◆ **CONSIGNE**: Renommez « entreprises » en « sociétés » dans le passage de l'intervention du secrétaire d'État qui commence par les mots contenant « Ce budget est » et se termine par « sûre et compétitive. ». Recopiez ce passage ainsi modifié.

◆ **ARTICLE**:
◆ ◆ ◆ ◆

C'est l'attente de tous les habitants de la haute vallée de l'Aude, c'est le rôle normal de l'Etat de faire jouer la solidarité nationale pour les territoires en difficulté. (Applaudissements sur les travées socialistes. - M. Jean-Jacques Robert applaudit également.)
M. le président. La parole est à M. le secrétaire d'Etat.
M. Christian Pierret, secrétaire d'Etat à l'industrie. Monsieur le président, messieurs les rapporteurs, mesdames, messieurs les sénateurs, mes premiers mots s'adresseront naturellement aux rapporteurs et aux différents orateurs des groupes qui ont présenté et commenté le projet de budget qui vous est proposé. Je les remercie sincèrement de leur contribution éclairante, même si elle fut parfois un peu polémique. J'apporterai la réponse la plus précise possible à leurs interventions, mais le temps qui m'est imparti et l'heure tardive m'obligeront à répondre à un certain nombre de questions, notamment aux problèmes locaux, par écrit. Je le ferai sérieusement, avec conscience et le plus vite possible.
Ce budget est au service d'une politique claire et déterminée, dédiée à l'efficacité et à la compétitivité de nos entreprises.
Pour s'en tenir aux finalités, et pour synthétiser, je dirai que l'action du Gouvernement dans le domaine dont j'ai la responsabilité vise à promouvoir et à accompagner la modernisation et l'adaptation de nos entreprises industrielles, à conforter l'efficacité de nos services publics et à garantir une énergie sûre et compétitive.
Ces trois points, je voudrais les développer devant vous en répondant à vos questions.

◆ ◆ ◆ ◆

◆ **LISTE DES ENTRÉES**:
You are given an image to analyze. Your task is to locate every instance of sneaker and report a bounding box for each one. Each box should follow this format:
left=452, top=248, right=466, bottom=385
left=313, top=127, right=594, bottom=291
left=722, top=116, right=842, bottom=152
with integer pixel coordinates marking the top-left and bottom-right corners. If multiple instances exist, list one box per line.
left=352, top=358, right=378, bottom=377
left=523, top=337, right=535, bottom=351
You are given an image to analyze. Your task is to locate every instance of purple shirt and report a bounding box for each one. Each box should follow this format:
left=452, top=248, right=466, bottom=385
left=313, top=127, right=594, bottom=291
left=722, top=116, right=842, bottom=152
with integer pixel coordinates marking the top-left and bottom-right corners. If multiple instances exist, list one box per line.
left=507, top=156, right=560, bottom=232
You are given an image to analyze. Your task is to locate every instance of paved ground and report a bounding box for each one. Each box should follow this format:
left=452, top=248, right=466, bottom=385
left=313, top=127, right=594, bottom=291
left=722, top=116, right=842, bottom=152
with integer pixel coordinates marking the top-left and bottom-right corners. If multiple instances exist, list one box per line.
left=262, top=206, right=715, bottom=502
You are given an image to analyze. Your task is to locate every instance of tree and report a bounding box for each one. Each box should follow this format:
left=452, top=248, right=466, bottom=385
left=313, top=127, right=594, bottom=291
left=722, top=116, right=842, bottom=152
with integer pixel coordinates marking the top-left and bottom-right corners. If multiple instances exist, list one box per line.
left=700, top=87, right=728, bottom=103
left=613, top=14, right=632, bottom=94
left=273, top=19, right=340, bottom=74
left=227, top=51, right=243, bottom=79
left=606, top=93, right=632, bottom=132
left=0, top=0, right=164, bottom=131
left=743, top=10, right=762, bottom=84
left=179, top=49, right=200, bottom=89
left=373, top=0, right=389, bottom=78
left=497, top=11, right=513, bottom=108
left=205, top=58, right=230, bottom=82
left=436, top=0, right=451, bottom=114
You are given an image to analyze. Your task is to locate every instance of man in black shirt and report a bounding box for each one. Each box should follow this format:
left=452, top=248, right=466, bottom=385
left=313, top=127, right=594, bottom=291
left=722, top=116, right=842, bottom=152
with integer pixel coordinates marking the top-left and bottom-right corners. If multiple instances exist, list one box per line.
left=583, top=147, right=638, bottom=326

◆ ◆ ◆ ◆

◆ **CORRIGÉ**:
Ce budget est au service d'une politique claire et déterminée, dédiée à l'efficacité et à la compétitivité de nos sociétés.
Pour s'en tenir aux finalités, et pour synthétiser, je dirai que l'action du Gouvernement dans le domaine dont j'ai la responsabilité vise à promouvoir et à accompagner la modernisation et l'adaptation de nos sociétés industrielles, à conforter l'efficacité de nos services publics et à garantir une énergie sûre et compétitive.